### Document
^^^^^^^^^^^^^^^^

Nano-optics can be used to make a variety of discrete optical devices with functions directly comparable to those of existing bulk optics (although often smaller and more robust). Taking advantage of the unique physics of nano-optics also allows the creation of optical devices with functionality that is not available with bulk optics.

One does the work of two

For example, nano-optics can be applied to create an achromatic, true zero-order, wideband wave plate — that is, a zero-order wave plate that provides uniform fractional wavelength (e.g., quarter wave) retardation across 150 nm of bandwidth (Figure 2). Such a device is used in optical circuits where wavelength-independent performance is required. The device improves upon existing multilayer, multimode technologies in virtually every significant measure, including size, robustness, uniformity and wavelength range.

By appropriate choice of nano-optic structure and materials, a nano-optic achromatic wave plate can be fabricated.

Figure 2.
By appropriate choice of nano-optic structure and materials, a nano-optic achromatic wave plate can be fabricated. Such a device uses only a single nanostructured layer to yield a true zero-order wave plate. For a nano-optic device designed for use in optical disc drive assemblies, this figure compares the retardance of the nano-optic device with standard wave plate performance.


Spanning a 630- to 800-nm wavelength range, for example, a nano-optic achromatic quarter-wave plate encompasses the 650 nm and 785 nm wavelengths used in CD/DVD combination drives. This enables one nano-optic device to serve in the place of two wavelength-specific conventional wave plates in two separate optical paths, providing more consistent performance while reducing parts. More importantly, it allows for optical circuit designs that combine the separate optical paths into a single path, creating a smaller, simpler optical circuit that requires less critical alignment in assembly, while delivering better and more stable performance at reduced overall cost.

Monolithically integrating multiple nano-optic functional layers into a single device can compound the advantages inherent in individual functional layers and create combinations of optical functionality that would ordinarily require the lamination of discrete bulk optic material layers.

For example, an integrated nano-optic polarizer and wave plate fabricated on a single optical chip (Figure 3) can be used in a wide range of optical circuits. Combining this integrated device with photodetectors creates a high-speed optical feedback device for determining the polarization and phase state of incident light; such a device can be used for optical performance monitoring and sensor applications. Similar polarizer/retarder combinations can be applied to optical drive and projection display circuits, offering compelling cost, size and reliability advantages over the same functionality provided by individual bulk optic devices.

^^^^^^^^^^^^^^^^

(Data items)

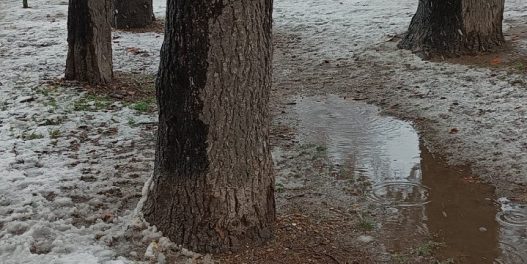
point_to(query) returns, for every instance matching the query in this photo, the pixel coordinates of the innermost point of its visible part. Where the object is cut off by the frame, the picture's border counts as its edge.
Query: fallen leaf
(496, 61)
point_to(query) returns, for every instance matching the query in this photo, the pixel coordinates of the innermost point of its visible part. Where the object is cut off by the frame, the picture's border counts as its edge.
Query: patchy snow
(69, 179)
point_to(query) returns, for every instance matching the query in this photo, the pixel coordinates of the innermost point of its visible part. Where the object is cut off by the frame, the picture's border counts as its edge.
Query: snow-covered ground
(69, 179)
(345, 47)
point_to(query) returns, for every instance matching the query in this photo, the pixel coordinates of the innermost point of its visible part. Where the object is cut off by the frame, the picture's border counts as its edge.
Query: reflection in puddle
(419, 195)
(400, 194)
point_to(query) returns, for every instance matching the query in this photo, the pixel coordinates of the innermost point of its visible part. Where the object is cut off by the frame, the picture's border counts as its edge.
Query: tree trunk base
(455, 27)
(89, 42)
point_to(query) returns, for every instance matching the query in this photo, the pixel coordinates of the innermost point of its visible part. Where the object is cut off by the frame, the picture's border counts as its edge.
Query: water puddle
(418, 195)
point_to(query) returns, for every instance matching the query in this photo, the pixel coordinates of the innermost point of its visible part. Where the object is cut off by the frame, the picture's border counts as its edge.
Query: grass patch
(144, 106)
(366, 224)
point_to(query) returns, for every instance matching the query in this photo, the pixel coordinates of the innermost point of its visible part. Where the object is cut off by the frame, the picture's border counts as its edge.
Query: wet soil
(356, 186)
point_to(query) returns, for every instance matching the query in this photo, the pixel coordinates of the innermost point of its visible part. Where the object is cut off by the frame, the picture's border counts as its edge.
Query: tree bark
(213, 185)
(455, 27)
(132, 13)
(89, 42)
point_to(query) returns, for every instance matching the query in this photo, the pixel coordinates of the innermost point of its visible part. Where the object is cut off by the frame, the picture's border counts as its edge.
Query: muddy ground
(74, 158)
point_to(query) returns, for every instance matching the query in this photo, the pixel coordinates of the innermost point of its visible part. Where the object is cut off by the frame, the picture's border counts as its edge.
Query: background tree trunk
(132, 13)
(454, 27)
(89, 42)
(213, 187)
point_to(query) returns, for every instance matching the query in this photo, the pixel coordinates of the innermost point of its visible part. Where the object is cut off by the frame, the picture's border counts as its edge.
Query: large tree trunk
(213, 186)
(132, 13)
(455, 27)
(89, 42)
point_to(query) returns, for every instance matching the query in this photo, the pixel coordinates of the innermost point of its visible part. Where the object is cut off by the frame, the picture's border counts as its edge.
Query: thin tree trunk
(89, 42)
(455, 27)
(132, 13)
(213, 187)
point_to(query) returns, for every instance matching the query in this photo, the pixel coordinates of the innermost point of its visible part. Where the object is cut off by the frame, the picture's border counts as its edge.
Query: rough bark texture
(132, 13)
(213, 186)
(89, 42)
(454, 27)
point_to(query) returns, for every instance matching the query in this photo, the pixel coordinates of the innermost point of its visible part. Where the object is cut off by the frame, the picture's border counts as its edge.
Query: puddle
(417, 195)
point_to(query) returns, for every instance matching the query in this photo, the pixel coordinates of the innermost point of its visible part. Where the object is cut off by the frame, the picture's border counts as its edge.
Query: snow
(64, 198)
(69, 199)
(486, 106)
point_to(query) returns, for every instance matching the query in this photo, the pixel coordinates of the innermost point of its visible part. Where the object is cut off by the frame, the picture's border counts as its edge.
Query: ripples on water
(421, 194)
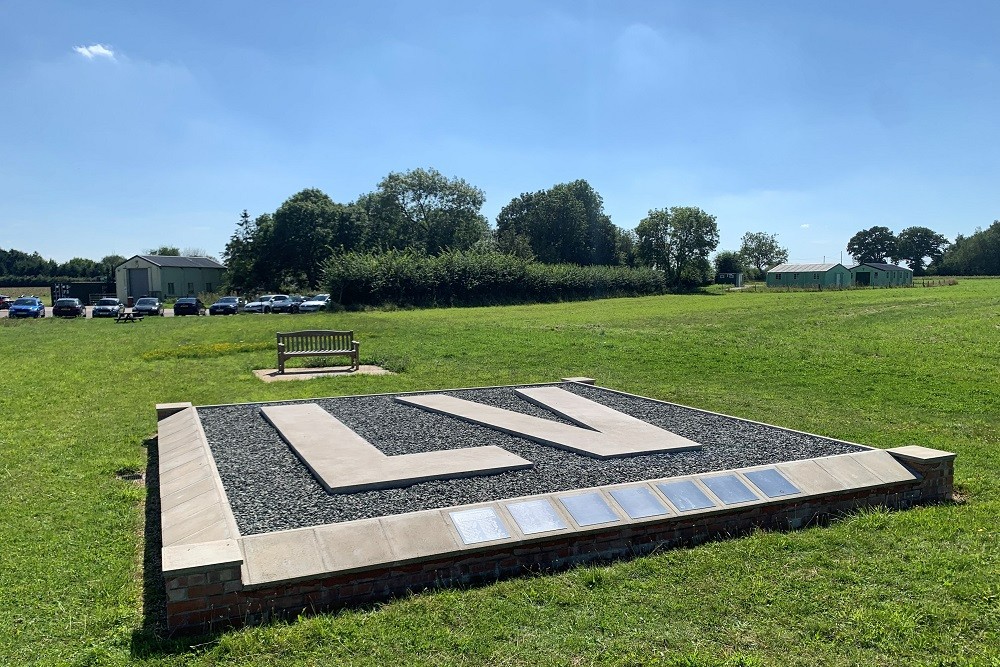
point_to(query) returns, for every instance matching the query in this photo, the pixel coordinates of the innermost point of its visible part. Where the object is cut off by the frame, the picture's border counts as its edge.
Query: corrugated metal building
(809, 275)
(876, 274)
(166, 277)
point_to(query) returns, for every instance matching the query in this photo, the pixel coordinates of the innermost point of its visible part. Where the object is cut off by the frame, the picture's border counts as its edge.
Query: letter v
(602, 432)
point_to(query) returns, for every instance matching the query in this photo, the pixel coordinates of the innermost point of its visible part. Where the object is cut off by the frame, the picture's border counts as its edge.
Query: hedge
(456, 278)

^^^^^^^^^^^^^^^^

### Exercise objective
From the nano-optics text, write out the stretch that starts with the words "For example, nano-optics" and runs through "and wavelength range.".

### Written response
For example, nano-optics can be applied to create an achromatic, true zero-order, wideband wave plate — that is, a zero-order wave plate that provides uniform fractional wavelength (e.g., quarter wave) retardation across 150 nm of bandwidth (Figure 2). Such a device is used in optical circuits where wavelength-independent performance is required. The device improves upon existing multilayer, multimode technologies in virtually every significant measure, including size, robustness, uniformity and wavelength range.